* [Source document]
# Dataset Classes Remapping

I need to remap the classes of the Fakeddit dataset (subreddit sources) to our binary class problem (pristine or fake).
In particular, we will consider as "fake" each image coming from the "PS battle comments" subreddit 

In [1]:
import pandas as pd
import os
import json
from IPython.display import display
from dotenv import load_dotenv

load_dotenv()

Pyarrow will become a required dependency of pandas in the next major release of pandas (pandas 3.0),
(to allow more performant data types, such as the Arrow string type, and better interoperability with other libraries)
but was not found to be installed on your system.
If this would cause problems for you,
please provide us feedback at https://github.com/pandas-dev/pandas/issues/54466
        
  import pandas as pd


True

### get the unique list of all the possible subreddits

In [2]:
multimodal_train_tsv_path = os.getenv('MULTIMODAL_TRAIN_CLEANED_NO_EXACT_DUPLICATES_NO_IMAGEONLY_DUPLICATES_NO_CORRUPTED_TSV')

* [Records]
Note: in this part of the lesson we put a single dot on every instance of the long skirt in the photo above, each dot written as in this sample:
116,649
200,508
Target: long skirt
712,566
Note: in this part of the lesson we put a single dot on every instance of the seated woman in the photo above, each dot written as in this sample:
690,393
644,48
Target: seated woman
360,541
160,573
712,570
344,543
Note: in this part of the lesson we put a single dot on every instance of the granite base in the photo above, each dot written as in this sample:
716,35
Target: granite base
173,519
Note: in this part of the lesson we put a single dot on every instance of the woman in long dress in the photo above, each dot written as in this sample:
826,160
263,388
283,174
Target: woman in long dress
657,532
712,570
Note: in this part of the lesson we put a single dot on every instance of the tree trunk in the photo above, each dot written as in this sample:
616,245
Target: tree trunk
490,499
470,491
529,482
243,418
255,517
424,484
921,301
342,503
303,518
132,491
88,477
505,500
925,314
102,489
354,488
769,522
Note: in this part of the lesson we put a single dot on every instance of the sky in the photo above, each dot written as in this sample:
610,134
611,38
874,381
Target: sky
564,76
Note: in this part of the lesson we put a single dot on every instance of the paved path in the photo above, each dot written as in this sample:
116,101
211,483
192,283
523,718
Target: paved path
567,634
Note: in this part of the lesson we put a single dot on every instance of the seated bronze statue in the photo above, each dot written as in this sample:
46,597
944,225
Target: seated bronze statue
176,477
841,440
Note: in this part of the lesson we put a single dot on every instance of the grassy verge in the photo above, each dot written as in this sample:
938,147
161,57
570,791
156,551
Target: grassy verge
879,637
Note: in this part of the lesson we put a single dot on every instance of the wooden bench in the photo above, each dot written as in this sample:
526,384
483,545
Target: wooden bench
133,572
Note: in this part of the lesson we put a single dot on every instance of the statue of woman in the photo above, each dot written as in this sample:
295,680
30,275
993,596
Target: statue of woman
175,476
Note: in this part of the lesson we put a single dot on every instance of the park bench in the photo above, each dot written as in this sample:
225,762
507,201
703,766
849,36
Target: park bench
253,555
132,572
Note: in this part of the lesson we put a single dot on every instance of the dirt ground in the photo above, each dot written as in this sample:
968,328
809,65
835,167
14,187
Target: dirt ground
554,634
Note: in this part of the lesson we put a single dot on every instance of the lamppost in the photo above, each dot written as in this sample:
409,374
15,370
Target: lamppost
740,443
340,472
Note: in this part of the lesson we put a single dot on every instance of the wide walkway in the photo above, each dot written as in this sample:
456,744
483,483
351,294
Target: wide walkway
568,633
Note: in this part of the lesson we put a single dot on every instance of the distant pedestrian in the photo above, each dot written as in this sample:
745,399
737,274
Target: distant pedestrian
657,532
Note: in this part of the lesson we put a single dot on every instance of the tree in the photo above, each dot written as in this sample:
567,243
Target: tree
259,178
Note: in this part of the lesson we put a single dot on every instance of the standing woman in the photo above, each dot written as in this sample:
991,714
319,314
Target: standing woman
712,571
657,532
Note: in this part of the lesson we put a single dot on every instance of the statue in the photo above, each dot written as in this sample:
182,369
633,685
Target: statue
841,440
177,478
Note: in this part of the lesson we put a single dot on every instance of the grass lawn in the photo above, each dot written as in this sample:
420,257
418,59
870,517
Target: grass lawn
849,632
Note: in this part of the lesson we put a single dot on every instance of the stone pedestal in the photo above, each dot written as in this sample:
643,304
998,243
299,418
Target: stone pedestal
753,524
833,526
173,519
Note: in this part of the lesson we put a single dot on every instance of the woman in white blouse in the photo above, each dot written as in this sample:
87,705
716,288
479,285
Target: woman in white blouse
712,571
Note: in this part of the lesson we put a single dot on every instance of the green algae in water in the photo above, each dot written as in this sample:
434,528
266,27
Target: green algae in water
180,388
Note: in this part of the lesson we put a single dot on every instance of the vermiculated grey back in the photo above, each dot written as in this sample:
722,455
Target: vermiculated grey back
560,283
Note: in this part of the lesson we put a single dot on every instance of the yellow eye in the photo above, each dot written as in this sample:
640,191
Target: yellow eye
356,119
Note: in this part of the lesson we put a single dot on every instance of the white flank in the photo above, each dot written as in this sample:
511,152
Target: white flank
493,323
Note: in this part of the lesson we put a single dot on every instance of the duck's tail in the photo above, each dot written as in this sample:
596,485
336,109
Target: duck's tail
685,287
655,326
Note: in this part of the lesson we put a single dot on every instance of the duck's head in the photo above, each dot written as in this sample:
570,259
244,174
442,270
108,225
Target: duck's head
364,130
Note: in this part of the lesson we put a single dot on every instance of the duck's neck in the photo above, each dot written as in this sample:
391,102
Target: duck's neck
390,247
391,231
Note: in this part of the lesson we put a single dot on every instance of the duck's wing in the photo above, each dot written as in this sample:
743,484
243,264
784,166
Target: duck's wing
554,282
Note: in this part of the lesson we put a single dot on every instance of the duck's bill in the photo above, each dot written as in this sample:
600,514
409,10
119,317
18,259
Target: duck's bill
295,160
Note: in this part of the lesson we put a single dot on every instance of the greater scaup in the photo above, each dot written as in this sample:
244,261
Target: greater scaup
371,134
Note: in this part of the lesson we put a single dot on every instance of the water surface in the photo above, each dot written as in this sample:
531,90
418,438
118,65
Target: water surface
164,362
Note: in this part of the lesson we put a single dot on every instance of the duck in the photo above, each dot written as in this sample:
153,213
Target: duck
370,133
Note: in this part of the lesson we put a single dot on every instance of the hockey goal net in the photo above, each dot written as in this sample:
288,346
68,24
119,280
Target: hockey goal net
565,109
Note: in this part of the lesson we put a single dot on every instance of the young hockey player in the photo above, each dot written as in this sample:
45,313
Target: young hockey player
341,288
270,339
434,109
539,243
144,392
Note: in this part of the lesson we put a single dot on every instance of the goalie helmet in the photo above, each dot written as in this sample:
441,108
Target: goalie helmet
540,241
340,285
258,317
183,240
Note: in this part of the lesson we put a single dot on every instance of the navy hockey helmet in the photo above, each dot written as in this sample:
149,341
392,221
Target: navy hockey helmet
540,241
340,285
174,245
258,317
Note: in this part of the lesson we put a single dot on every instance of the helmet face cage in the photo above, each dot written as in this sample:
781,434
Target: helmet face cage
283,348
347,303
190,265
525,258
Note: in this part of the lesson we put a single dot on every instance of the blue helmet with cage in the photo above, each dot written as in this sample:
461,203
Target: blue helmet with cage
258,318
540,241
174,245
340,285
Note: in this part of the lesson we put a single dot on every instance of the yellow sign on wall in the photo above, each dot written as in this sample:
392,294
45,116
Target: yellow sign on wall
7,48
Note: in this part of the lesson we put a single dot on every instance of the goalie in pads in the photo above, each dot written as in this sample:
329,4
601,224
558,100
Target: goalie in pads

* [Instructions]
1. Set down the part of the Fakeddit class-remapping notebook starting with "In particular, we" and going on through "load_dotenv()".
2. In the Fakeddit class-remapping notebook, images from which subreddit will be treated as "fake"?
3. Carry the Fakeddit class-remapping notebook forward from its last line.

* [Responses per task]
1.
In particular, we will consider as "fake" each image coming from the "PS battle comments" subreddit 

In [1]:
import pandas as pd
import os
import json
from IPython.display import display
from dotenv import load_dotenv

load_dotenv()

2. Images from the "PS battle comments" subreddit.

3.
df = pd.read_csv(multimodal_train_tsv_path, sep='\t')

#get unique values from the "subreddit" column
unique_subreddits = list(df['subreddit'].unique())

with open('subreddit_values.json', 'w') as json_file:
    json.dump(unique_subreddits, json_file, indent=2)

print("Unique subreddit values saved to subreddit_values.json")
print(unique_subreddits)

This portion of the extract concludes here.